What you should do:
Each of the lines below must be retyped character for character.

Material to process:
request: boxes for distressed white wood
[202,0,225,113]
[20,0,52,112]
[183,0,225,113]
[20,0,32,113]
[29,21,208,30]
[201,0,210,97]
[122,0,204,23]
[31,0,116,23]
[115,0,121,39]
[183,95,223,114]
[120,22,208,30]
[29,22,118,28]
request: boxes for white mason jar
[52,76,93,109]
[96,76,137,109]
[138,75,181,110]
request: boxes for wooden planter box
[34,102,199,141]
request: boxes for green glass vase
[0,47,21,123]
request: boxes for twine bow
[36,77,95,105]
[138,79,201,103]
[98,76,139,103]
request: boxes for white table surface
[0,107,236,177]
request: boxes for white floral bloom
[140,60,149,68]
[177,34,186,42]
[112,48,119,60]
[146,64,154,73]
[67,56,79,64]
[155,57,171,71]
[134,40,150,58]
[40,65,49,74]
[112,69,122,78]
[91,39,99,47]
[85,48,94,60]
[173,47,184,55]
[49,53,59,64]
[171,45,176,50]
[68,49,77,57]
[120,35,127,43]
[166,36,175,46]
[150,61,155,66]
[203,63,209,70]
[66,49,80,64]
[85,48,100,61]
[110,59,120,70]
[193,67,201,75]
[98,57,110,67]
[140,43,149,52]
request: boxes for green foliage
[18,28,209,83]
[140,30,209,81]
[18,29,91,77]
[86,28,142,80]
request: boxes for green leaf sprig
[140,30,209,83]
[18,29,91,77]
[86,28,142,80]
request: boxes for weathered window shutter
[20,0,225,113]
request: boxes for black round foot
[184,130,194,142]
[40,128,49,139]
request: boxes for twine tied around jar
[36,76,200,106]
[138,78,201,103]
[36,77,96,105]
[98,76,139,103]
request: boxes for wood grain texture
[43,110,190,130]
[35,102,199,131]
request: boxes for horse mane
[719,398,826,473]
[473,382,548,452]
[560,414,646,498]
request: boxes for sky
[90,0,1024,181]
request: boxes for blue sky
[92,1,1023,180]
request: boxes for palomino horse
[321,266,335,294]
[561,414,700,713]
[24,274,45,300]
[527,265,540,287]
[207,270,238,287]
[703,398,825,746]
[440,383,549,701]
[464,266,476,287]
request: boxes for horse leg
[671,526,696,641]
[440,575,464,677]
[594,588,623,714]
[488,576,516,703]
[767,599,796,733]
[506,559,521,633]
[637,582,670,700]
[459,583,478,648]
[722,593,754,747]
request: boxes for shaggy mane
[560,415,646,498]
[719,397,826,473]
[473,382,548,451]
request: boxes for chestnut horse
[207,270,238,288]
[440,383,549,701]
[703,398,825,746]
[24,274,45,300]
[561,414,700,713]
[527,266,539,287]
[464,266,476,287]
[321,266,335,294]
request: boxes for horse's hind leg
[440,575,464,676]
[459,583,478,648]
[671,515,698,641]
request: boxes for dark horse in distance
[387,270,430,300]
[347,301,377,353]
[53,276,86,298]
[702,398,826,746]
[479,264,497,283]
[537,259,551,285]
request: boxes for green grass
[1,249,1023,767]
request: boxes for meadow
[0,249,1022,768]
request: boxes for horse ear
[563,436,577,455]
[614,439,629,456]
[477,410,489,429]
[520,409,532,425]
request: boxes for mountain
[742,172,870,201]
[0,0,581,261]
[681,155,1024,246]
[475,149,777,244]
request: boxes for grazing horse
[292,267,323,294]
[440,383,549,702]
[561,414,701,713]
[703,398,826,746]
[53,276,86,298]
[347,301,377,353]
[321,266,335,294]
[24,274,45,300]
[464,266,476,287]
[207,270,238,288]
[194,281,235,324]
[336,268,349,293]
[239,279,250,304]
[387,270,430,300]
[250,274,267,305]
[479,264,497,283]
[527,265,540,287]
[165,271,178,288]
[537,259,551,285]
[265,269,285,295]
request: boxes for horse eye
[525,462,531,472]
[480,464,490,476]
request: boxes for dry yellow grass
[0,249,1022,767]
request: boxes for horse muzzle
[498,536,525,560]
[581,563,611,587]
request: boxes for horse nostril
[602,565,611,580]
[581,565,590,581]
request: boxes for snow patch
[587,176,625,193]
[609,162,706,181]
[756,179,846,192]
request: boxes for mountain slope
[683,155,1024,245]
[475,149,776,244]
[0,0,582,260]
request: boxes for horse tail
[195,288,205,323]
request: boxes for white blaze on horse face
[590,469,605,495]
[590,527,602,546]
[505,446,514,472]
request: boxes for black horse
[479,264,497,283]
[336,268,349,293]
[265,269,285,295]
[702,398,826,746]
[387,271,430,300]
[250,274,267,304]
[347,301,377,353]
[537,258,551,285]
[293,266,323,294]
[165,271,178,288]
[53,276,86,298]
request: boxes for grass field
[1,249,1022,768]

Written solution:
request: boxes for distressed white wood
[202,0,225,113]
[20,0,52,112]
[183,0,225,113]
[20,0,32,113]
[29,21,208,30]
[201,0,210,97]
[122,0,204,23]
[31,0,116,23]
[115,0,121,39]
[183,95,223,114]
[120,22,208,30]
[29,22,118,28]
request: boxes for white mason jar
[52,76,93,109]
[96,76,137,109]
[138,75,181,110]
request: boxes for wooden planter box
[34,102,199,141]
request: boxes for green glass vase
[0,47,21,123]
request: boxes for twine bow
[36,77,95,105]
[138,79,201,103]
[98,76,139,103]
request: boxes for white table surface
[0,107,236,177]
request: boxes for white floral bloom
[140,60,149,68]
[177,34,186,42]
[112,48,119,60]
[146,64,154,73]
[67,56,79,64]
[155,57,171,71]
[134,40,150,58]
[40,65,49,74]
[112,69,122,78]
[91,39,99,47]
[85,48,94,60]
[173,47,184,55]
[49,53,59,64]
[171,45,176,50]
[68,49,77,57]
[120,35,127,43]
[166,36,175,46]
[150,61,155,66]
[203,63,209,70]
[66,49,80,64]
[85,48,100,61]
[110,59,120,70]
[193,67,201,75]
[98,57,110,67]
[140,43,149,52]
request: boxes for green foliage
[18,28,209,83]
[140,30,209,81]
[18,29,91,77]
[86,28,142,80]
request: boxes for green leaf sprig
[140,30,209,83]
[18,29,91,77]
[86,28,142,80]
request: boxes for weathered window shutter
[20,0,225,113]
request: boxes for black round foot
[184,130,194,142]
[40,128,49,139]
request: boxes for twine tied around jar
[36,76,200,106]
[138,78,201,103]
[36,77,96,105]
[98,76,139,103]
request: boxes for wood grain texture
[43,110,190,130]
[35,102,199,131]
request: boxes for horse mane
[719,398,826,473]
[473,382,548,452]
[560,414,646,498]
request: boxes for sky
[90,0,1024,181]
request: boxes for blue sky
[92,1,1023,180]
request: boxes for palomino horse
[321,266,335,294]
[561,414,700,713]
[24,274,45,300]
[527,265,540,287]
[207,270,238,287]
[703,398,825,746]
[440,383,549,701]
[464,266,476,287]
request: boxes for horse leg
[671,526,696,641]
[440,575,464,677]
[594,588,623,714]
[488,576,516,703]
[767,599,796,733]
[506,559,521,633]
[637,582,670,700]
[459,583,478,648]
[722,593,754,747]
request: boxes for shaggy mane
[560,415,646,498]
[719,397,826,473]
[473,382,548,451]
request: boxes for chestnut horse
[207,270,238,288]
[440,383,549,701]
[703,398,825,746]
[24,274,45,300]
[561,414,700,713]
[527,266,539,287]
[464,266,476,287]
[321,266,335,294]
request: boxes for horse's hind leg
[440,575,464,676]
[459,583,478,648]
[671,515,698,641]
request: boxes for dark horse in distance
[387,270,430,300]
[347,301,377,353]
[53,276,86,298]
[702,398,826,746]
[479,264,497,283]
[537,259,551,285]
request: boxes for green grass
[1,249,1023,767]
request: boxes for meadow
[0,249,1022,768]
request: boxes for horse ear
[563,436,577,455]
[614,439,629,456]
[477,410,489,429]
[520,409,532,425]
request: boxes for mountain
[742,172,870,201]
[0,0,581,261]
[681,155,1024,246]
[475,149,777,244]
request: boxes for grazing horse
[292,267,323,294]
[440,383,549,702]
[561,414,701,713]
[703,398,826,746]
[53,276,86,298]
[347,301,377,353]
[321,266,335,294]
[24,274,45,300]
[464,266,476,287]
[207,270,238,288]
[194,281,235,324]
[336,268,349,293]
[239,279,250,304]
[387,270,430,300]
[250,274,267,305]
[479,264,497,283]
[527,265,540,287]
[165,271,178,288]
[537,259,551,285]
[265,269,285,295]
request: boxes for horse eye
[525,462,531,472]
[480,464,490,476]
request: boxes for dry yellow grass
[0,249,1022,767]
request: boxes for horse muzzle
[498,536,525,560]
[581,563,611,587]
request: boxes for horse nostril
[602,565,611,580]
[581,565,590,581]
request: boxes for snow patch
[587,176,625,193]
[609,162,706,181]
[756,179,846,192]
request: boxes for mountain slope
[683,155,1024,245]
[475,149,776,244]
[0,0,582,260]
request: boxes for horse tail
[195,288,205,323]
request: boxes for white blaze on horse face
[590,469,605,495]
[590,527,602,546]
[505,446,514,472]
request: boxes for black horse
[479,264,497,283]
[336,268,349,293]
[265,269,285,295]
[702,398,826,746]
[387,271,430,300]
[250,274,267,304]
[347,301,377,353]
[537,258,551,285]
[293,266,323,294]
[165,271,178,288]
[53,276,86,298]
request: boxes for grass field
[1,249,1022,768]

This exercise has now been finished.